From the listing below, pull out every line that contains the word "crowd".

##########

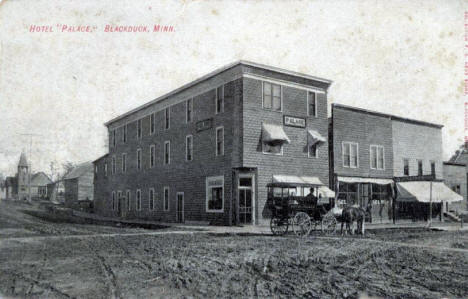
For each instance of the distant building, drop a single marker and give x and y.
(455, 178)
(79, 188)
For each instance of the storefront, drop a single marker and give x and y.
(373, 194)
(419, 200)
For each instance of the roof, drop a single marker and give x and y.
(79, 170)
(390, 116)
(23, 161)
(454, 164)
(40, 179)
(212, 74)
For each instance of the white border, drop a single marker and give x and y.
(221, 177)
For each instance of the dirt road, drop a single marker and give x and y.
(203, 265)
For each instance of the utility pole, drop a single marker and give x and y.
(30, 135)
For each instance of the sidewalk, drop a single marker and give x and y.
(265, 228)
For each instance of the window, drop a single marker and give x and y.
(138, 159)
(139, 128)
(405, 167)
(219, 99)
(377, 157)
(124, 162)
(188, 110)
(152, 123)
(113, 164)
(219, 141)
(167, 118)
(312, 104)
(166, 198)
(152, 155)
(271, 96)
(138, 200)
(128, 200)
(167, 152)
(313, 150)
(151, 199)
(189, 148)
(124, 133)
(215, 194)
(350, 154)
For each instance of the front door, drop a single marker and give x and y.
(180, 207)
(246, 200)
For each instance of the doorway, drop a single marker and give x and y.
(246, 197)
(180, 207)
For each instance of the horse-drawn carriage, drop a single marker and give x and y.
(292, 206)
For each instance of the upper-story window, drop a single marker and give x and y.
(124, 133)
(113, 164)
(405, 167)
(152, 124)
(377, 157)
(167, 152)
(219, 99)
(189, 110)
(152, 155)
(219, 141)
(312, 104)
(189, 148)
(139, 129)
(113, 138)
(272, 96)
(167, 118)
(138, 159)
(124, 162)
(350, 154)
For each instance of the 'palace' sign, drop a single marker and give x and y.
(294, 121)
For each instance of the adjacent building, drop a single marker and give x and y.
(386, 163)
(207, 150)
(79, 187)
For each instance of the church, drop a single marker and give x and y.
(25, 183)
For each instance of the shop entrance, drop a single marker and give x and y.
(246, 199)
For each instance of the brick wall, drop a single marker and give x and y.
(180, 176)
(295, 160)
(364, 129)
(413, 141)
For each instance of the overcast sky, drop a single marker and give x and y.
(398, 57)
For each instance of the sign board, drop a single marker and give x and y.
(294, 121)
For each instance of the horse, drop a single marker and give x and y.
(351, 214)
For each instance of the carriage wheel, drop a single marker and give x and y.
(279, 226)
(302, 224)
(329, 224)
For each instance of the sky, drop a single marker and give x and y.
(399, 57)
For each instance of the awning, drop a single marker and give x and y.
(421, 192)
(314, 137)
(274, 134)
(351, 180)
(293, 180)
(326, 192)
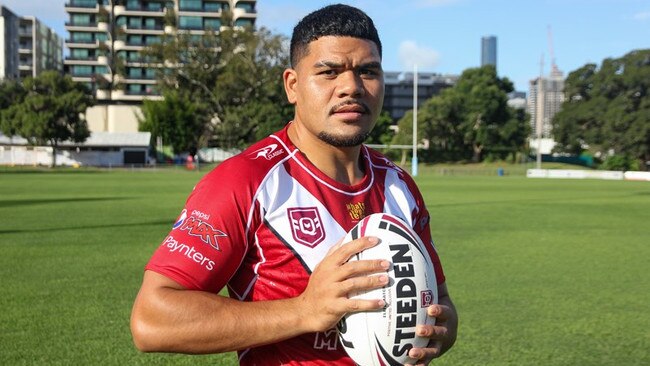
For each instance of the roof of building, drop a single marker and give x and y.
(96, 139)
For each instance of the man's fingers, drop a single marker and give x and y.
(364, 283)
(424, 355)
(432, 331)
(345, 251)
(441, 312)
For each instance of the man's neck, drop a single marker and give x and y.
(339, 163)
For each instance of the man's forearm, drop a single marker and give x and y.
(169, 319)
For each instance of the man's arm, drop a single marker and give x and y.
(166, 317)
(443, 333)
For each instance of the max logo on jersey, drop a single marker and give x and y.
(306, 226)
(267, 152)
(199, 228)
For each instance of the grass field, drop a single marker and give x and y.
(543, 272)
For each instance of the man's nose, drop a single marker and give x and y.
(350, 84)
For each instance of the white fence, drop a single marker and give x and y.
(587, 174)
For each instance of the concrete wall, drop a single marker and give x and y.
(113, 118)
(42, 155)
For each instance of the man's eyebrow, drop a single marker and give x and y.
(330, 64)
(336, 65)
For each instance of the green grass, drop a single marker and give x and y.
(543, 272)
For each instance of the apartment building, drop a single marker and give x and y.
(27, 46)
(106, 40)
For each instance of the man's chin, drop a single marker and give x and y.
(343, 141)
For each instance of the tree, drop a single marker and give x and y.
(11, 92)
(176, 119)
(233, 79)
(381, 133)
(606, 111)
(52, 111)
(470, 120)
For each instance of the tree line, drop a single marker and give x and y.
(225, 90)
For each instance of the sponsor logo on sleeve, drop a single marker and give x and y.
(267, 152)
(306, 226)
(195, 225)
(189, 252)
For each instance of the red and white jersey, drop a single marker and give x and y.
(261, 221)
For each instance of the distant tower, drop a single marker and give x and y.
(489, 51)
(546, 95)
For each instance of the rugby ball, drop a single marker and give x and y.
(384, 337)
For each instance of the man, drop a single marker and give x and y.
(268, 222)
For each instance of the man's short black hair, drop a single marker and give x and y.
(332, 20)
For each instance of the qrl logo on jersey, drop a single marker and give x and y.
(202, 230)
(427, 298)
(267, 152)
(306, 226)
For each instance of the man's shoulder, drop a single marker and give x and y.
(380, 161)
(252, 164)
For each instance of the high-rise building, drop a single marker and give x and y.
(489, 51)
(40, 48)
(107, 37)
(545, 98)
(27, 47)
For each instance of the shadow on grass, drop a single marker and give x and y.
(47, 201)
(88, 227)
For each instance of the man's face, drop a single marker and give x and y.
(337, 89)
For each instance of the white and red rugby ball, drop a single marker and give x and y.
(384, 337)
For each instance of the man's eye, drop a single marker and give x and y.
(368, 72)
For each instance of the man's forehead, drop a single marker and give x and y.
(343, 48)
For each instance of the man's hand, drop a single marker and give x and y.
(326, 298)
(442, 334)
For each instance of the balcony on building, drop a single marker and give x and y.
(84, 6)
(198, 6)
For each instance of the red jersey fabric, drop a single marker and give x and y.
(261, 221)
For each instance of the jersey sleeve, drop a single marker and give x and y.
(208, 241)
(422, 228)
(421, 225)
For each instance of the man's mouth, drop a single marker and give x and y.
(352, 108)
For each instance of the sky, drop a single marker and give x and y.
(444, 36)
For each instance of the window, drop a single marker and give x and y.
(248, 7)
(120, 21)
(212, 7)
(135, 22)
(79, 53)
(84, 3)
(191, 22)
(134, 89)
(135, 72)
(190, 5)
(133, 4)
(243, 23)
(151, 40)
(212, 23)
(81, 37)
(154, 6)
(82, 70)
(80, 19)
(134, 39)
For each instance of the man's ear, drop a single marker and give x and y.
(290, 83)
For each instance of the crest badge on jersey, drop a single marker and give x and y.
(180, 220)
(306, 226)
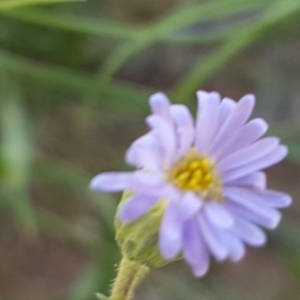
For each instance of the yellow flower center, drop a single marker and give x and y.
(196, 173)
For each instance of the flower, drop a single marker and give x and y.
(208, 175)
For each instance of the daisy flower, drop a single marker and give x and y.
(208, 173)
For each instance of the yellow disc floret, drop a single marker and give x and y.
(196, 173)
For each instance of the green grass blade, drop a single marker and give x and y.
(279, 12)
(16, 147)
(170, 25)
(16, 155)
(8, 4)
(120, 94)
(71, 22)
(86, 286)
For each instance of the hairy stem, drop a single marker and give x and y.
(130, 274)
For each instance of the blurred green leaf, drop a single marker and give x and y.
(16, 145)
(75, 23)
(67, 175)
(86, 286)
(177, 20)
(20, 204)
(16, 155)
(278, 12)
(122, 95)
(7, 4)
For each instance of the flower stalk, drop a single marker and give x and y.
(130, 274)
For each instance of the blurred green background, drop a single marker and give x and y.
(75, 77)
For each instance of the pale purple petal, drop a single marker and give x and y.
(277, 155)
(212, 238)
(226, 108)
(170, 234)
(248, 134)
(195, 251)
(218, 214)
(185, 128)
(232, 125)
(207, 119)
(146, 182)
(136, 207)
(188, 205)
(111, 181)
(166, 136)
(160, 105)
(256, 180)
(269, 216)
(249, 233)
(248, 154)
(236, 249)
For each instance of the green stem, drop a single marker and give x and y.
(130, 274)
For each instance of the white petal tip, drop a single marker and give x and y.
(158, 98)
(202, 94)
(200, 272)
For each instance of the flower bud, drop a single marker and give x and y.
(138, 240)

##########

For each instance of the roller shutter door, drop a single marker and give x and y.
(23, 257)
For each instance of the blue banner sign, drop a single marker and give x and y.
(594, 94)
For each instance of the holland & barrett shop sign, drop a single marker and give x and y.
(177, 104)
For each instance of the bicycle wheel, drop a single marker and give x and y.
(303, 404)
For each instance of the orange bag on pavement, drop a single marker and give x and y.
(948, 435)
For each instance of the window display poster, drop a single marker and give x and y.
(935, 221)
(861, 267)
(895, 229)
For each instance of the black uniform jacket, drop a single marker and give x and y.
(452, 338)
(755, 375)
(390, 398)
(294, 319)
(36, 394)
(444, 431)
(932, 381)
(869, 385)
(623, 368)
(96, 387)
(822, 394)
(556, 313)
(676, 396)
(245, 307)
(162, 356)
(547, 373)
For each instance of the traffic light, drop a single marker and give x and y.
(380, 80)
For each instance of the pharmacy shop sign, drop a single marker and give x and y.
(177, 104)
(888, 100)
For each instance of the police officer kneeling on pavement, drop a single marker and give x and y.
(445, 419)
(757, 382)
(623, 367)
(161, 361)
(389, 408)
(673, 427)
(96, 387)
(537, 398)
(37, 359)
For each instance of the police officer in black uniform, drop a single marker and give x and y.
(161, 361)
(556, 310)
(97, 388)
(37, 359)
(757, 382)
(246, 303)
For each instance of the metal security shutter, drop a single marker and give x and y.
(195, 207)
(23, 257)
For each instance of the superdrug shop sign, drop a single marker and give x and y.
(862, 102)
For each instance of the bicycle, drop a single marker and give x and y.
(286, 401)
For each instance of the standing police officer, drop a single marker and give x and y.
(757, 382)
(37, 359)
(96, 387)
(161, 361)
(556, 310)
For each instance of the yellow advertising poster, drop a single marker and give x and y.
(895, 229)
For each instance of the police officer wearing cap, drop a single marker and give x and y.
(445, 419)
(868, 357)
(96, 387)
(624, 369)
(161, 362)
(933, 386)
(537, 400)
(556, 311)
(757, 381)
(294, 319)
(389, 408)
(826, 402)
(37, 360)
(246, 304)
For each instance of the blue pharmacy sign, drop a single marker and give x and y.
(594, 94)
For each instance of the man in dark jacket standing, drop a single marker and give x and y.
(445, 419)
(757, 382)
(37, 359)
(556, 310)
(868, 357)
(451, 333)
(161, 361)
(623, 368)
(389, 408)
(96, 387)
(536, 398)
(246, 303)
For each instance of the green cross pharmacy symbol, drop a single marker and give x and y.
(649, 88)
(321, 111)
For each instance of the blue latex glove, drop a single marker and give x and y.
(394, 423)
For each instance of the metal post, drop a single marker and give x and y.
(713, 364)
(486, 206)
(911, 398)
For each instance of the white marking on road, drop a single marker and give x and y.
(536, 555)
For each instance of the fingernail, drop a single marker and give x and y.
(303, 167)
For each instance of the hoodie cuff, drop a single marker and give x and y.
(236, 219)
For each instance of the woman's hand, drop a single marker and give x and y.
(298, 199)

##########

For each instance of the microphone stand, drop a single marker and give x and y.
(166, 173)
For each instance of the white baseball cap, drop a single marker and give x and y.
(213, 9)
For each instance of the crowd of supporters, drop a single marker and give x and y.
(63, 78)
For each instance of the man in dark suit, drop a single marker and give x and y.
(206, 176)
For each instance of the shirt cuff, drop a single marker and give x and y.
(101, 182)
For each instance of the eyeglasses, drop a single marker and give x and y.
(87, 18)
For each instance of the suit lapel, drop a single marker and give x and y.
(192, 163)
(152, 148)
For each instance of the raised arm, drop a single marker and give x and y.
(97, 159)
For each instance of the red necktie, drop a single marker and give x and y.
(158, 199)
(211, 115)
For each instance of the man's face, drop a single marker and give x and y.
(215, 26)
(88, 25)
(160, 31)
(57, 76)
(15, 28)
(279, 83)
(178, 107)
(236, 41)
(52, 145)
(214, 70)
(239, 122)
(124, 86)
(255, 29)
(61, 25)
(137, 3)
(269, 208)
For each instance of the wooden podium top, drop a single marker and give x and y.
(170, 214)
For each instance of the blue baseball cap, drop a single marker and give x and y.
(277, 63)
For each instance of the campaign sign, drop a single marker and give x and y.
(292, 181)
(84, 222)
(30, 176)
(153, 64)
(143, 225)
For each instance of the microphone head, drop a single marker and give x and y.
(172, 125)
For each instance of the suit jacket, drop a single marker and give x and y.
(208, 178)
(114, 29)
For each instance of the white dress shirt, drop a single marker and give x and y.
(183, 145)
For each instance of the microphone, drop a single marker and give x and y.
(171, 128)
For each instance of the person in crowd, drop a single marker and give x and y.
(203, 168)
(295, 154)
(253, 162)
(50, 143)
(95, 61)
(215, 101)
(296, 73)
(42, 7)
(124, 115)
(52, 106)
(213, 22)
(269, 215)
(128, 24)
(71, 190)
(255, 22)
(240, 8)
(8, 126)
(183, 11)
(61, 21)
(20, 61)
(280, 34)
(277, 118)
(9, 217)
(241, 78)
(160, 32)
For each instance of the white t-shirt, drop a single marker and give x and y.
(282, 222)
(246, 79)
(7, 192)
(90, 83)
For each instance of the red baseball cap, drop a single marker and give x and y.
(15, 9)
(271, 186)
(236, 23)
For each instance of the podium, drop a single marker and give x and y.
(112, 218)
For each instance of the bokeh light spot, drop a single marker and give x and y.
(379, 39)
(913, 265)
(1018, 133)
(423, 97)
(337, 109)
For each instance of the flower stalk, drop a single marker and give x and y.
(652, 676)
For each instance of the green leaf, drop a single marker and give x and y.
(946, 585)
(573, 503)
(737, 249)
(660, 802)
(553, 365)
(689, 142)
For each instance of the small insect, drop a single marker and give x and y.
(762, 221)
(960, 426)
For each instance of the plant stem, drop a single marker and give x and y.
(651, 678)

##########

Correct answer »
For each instance of the crowd of supporters, drop a single marker and give x and y.
For each instance of the person in crowd, drop a single marker and give x and y.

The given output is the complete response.